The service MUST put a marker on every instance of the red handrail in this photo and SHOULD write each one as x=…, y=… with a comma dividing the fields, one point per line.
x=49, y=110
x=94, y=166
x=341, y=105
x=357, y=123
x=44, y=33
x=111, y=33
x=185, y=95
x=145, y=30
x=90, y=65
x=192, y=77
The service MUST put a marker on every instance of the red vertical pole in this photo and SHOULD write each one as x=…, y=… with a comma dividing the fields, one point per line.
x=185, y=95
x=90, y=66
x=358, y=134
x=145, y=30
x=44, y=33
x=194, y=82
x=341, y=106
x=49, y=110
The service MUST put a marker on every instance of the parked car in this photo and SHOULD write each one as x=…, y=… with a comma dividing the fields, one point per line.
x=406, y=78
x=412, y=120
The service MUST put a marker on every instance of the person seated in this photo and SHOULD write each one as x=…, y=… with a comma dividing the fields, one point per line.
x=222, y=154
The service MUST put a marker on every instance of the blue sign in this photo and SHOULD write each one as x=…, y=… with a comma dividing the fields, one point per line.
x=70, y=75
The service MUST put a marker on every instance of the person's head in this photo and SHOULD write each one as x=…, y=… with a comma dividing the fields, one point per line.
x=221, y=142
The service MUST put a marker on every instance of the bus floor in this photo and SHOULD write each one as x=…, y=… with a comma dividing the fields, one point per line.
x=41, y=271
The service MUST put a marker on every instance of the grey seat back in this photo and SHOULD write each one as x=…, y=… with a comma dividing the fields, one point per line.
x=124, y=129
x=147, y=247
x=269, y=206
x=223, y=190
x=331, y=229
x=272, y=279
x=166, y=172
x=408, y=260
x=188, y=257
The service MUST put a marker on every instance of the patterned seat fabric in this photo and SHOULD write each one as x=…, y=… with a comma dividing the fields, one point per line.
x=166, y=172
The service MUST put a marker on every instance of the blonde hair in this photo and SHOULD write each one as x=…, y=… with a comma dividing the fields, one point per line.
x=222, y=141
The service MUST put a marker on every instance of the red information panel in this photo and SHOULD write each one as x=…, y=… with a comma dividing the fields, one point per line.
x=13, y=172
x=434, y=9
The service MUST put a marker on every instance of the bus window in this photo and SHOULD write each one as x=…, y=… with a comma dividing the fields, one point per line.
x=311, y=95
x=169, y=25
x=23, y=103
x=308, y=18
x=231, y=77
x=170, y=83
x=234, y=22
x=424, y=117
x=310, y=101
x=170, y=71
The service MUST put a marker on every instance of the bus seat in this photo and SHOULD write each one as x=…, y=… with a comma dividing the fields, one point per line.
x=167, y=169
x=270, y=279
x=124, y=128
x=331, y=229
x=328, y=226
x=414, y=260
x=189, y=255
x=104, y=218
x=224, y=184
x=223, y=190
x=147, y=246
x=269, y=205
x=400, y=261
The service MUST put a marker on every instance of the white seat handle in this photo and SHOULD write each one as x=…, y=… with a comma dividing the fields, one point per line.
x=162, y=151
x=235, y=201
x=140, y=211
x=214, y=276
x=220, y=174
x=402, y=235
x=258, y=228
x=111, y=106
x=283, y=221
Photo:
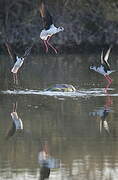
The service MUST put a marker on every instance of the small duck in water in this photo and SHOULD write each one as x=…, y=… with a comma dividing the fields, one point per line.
x=62, y=88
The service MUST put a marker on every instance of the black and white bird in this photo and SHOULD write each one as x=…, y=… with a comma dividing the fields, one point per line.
x=18, y=61
x=49, y=28
x=17, y=124
x=104, y=67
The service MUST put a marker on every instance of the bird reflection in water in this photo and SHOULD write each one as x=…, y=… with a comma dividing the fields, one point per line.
x=46, y=162
x=103, y=114
x=17, y=124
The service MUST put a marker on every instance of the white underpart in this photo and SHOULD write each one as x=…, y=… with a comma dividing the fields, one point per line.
x=17, y=120
x=47, y=33
x=100, y=70
x=17, y=65
x=105, y=124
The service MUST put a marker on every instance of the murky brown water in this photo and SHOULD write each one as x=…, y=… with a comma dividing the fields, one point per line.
x=63, y=137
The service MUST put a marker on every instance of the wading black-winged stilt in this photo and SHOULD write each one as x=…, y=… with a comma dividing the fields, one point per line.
x=17, y=124
x=49, y=27
x=104, y=67
x=18, y=61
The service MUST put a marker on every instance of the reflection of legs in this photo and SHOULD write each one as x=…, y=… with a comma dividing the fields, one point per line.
x=51, y=44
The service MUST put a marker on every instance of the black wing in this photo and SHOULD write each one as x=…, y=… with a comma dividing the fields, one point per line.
x=11, y=52
x=27, y=52
x=46, y=17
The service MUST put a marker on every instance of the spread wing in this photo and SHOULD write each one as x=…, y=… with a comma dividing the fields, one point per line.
x=102, y=60
x=46, y=17
x=11, y=53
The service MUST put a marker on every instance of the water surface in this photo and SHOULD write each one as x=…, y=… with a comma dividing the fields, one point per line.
x=78, y=132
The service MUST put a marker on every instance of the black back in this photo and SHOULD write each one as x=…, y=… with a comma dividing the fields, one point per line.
x=46, y=16
x=11, y=52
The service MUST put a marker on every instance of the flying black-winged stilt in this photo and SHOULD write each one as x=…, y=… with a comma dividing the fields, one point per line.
x=104, y=67
x=49, y=27
x=18, y=61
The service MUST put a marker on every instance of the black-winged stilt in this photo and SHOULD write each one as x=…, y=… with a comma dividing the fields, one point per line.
x=49, y=27
x=18, y=61
x=104, y=67
x=17, y=124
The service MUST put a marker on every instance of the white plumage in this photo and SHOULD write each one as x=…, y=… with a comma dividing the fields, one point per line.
x=18, y=64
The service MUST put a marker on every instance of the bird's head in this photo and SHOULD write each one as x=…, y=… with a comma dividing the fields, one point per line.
x=92, y=67
x=60, y=29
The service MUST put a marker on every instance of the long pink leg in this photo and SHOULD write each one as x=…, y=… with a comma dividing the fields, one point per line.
x=106, y=88
x=51, y=45
x=15, y=107
x=45, y=42
x=109, y=82
x=15, y=78
x=108, y=79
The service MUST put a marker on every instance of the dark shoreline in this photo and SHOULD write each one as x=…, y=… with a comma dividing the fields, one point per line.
x=71, y=49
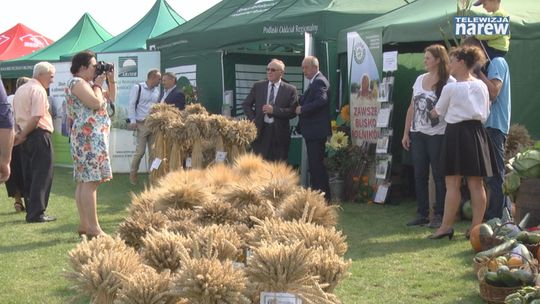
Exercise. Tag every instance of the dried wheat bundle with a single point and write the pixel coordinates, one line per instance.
(158, 122)
(179, 144)
(209, 281)
(237, 137)
(181, 195)
(162, 250)
(309, 206)
(242, 194)
(146, 287)
(181, 177)
(181, 221)
(135, 226)
(287, 232)
(219, 177)
(251, 213)
(163, 107)
(197, 128)
(248, 166)
(194, 108)
(216, 241)
(81, 254)
(277, 267)
(218, 212)
(142, 202)
(277, 190)
(247, 199)
(330, 268)
(98, 278)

+-------+

What is required: Could you print the whole listing again, exactly, leaving the pictures out?

Response below:
The service MUST put a marker on every instance of the red handrail in this photo and SHOULD write each one as x=…, y=… with a comma dividing the fields, one point per line.
x=49, y=110
x=94, y=166
x=341, y=105
x=357, y=123
x=44, y=33
x=111, y=33
x=185, y=95
x=145, y=30
x=90, y=65
x=192, y=77
The service MUST put a marker on every instance of the red vertical pole in this photo and SHOULD write each one as x=…, y=… with a comma dividing the fields, one point per line.
x=185, y=95
x=90, y=66
x=358, y=134
x=145, y=30
x=44, y=33
x=194, y=82
x=341, y=106
x=49, y=110
The service MUST put a marker on every instance of the parked car in this photo and SHOULD write each one as x=…, y=… with a comma dividing the fields, one point per line.
x=406, y=78
x=412, y=120
The service MUST put a marker on every instance of the person seated in this photo and SHOULD write each one as x=…, y=… with a comma dividing the fields, one point per line.
x=222, y=154
The service MUST put a marker on every instance of the blue sign in this photo and SHOULD write each one as x=…, y=… with a comma dividing the fields, one point per line.
x=70, y=75
The service MUST put a marker on every instance of the person's head in this photo and SHOULD write each one as x=…, y=… with a comma dividing the fields, one point per line.
x=221, y=142
The service MUST put a marker on every instance of the bus floor in this photo and SHOULD write each one as x=…, y=… with a comma dividing the fields, one point per line.
x=41, y=271
The service MUST put a marker on every instance of the grey seat back in this photo and SHOULD write each one as x=…, y=… with a comma dividing the fields, one point per line.
x=124, y=129
x=147, y=247
x=269, y=206
x=223, y=190
x=331, y=229
x=272, y=279
x=166, y=172
x=408, y=260
x=188, y=257
The service MUST put a marker on every instance of the patterned seat fabric in this photo and SHOULD write each one as x=…, y=… with a comma dividing the fields, one point per line.
x=166, y=172
The service MUST put a marker on every instance of the blonde hair in this photo and SHOULD write each one as x=…, y=… with a comma dividing the fields, one point per line.
x=222, y=141
The service MUST put a marker on every instance of the red information panel in this photo and SHOULD write each one as x=…, y=… with a comma dividing the fields, one point per line.
x=13, y=172
x=434, y=9
The service MUST put a marker on every instance of the bus window in this photo and SHOULD write each one as x=…, y=… with a comma dividing the fields, one point per line.
x=311, y=95
x=169, y=25
x=23, y=103
x=308, y=18
x=231, y=77
x=170, y=83
x=234, y=22
x=424, y=117
x=310, y=101
x=170, y=71
The service MUST put a marker on every instance of the bus seat in this photo and SHOULD write each one as x=…, y=… with a comma dividing the fields, one point per line.
x=167, y=169
x=270, y=279
x=124, y=128
x=331, y=229
x=328, y=226
x=414, y=260
x=189, y=255
x=104, y=218
x=224, y=184
x=223, y=190
x=147, y=246
x=269, y=205
x=400, y=261
The service MUST put a marker on every instance of the white seat handle in this photo and SHOULD write each one as x=…, y=… with a comma dividing the fields, one point per line.
x=162, y=151
x=235, y=201
x=140, y=211
x=214, y=276
x=220, y=174
x=402, y=235
x=258, y=228
x=111, y=106
x=283, y=221
Photo:
The service MUST put a marker on every instance of the small duck in water in this photo and SHOULD write each one as x=…, y=… with a comma dividing the fields, one point per line.
x=62, y=88
The service MUST put a marker on every instance of the black and white bird in this photo and SHOULD write each one as x=…, y=… with a comma dividing the fields, one point per line.
x=18, y=61
x=49, y=28
x=17, y=124
x=104, y=67
The service MUST put a marker on every instance of the bird reflection in water in this photo and SHOULD write each one as x=…, y=… with a comma dividing the fields, one point per line.
x=46, y=162
x=103, y=114
x=17, y=124
The service MUST put a marker on every instance of the white underpart in this photo and SHOULD write each one as x=…, y=… with a comma dividing the fields, one point per line.
x=17, y=120
x=47, y=33
x=100, y=70
x=17, y=65
x=105, y=124
The service MUST put a marker on every instance of the murky brown water in this photo and SHOULD write each one as x=…, y=… with a comma dividing the fields, one point per line.
x=63, y=137
The service MUST put a marker on every instance of the wading black-winged stilt in this photo and SHOULD write each one as x=…, y=… with a comma dividing the fields, one point per line.
x=17, y=124
x=49, y=27
x=104, y=67
x=18, y=61
The service MUST put a marker on every instance of the reflection of legs in this photo and SHOULD write each one as x=…, y=… with a comma dividing the fields, one point per line.
x=51, y=44
The service MUST put a marker on every instance of the black wing in this photo and SHOULD write each one as x=…, y=… with a comma dividing the fields, one point per line.
x=11, y=52
x=27, y=52
x=46, y=17
The service MUST put a marker on every instance of the spread wing in this photo and SHOULD write each one as x=…, y=… with a comma dividing the fields, one point per line.
x=102, y=60
x=46, y=17
x=11, y=53
The service MUST put a marker on every instance of the water surface in this photo and SHOULD write each one as x=…, y=… with a comma dividing the fields, one point per line.
x=78, y=132
The service MUST put a marker on every instance of the black back in this photo and SHOULD write each one as x=…, y=… with a comma dividing the fields, one point per line.
x=46, y=16
x=11, y=52
The service MUST put a marker on every instance of the flying black-winged stilt in this photo and SHOULD write each one as x=…, y=… with a comma dividing the fields, one point per line.
x=104, y=67
x=49, y=27
x=18, y=61
The service MUST put a marker on every instance of the black-winged stilt in this photo and SHOULD write each one as x=…, y=… with a comma dividing the fields, one point per line.
x=49, y=27
x=18, y=61
x=104, y=67
x=17, y=124
The service MUST put a marker on every instance of the white plumage in this photo and SHOULD write each one as x=…, y=… with a comma dividing the fields, one point per line.
x=18, y=64
The service MUST put a marker on every instance of the bird's head in this photo and SHOULD write each one as x=…, y=… with a comma dividing the fields, one point per line.
x=92, y=67
x=60, y=29
The service MUST put a marker on every instance of the long pink leg in this photo and SHOULD write each one as x=…, y=… with a comma dividing the fields, one point per line.
x=106, y=88
x=51, y=45
x=15, y=107
x=45, y=42
x=109, y=82
x=15, y=78
x=108, y=79
The service MUST put a marker on every instance of the dark shoreline in this photo and SHOULD write each one as x=…, y=… with a comma dividing the fields, one point per line.
x=71, y=49
Exercise. Tag every instance of the dried wheat bundle with a single point and write the pixel coordinates, one line per instance.
(158, 122)
(179, 144)
(209, 281)
(237, 137)
(181, 195)
(162, 250)
(309, 206)
(242, 194)
(146, 287)
(181, 177)
(181, 221)
(135, 226)
(287, 232)
(219, 177)
(251, 213)
(163, 107)
(197, 128)
(248, 166)
(194, 108)
(216, 241)
(81, 254)
(277, 267)
(218, 212)
(142, 202)
(277, 190)
(247, 199)
(330, 268)
(98, 278)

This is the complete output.